WORK REQUIRED: Could you copy out the lines below with each "photograph" changed to "image", keeping everything else the same and leaving out the pictures?

Part of a data file

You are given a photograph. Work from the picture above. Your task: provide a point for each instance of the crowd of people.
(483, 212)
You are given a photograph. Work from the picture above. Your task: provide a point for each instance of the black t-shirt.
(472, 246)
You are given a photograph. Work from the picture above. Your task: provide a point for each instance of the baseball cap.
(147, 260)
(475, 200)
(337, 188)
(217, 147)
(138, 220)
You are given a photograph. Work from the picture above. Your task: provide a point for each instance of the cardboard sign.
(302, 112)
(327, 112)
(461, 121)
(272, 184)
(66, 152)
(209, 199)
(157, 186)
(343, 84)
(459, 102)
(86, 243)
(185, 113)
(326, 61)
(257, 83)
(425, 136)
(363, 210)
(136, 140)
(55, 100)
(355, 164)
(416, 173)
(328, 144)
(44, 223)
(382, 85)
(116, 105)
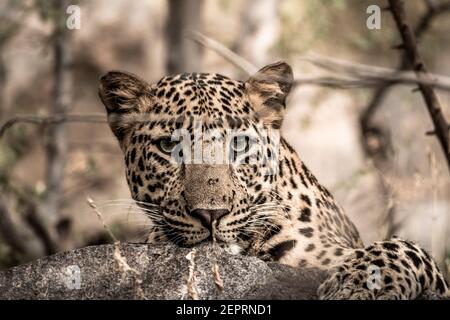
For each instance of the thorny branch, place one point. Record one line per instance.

EXPECTED OUTPUT:
You are given a image. Work from the picture above. Your task: provide a point for each instance of the crowd of people.
(483, 212)
You are given a image. Work from the picture above. Your task: provide a point for each instance of the black t-shirt.
(472, 246)
You are given a image. Work from the picture above. Your task: provide a point for each instance of the baseball cap.
(147, 260)
(475, 200)
(337, 188)
(217, 147)
(138, 220)
You are given a image. Work from the picture above. Your task: provide a point for each instance of the cardboard sign.
(302, 112)
(327, 112)
(461, 121)
(272, 184)
(66, 152)
(209, 199)
(157, 186)
(343, 84)
(459, 102)
(86, 243)
(185, 113)
(326, 61)
(257, 83)
(425, 136)
(363, 210)
(136, 140)
(55, 100)
(355, 164)
(416, 173)
(328, 144)
(44, 223)
(382, 85)
(116, 105)
For each instance of the thorny branch, place one point. Record one line per instance.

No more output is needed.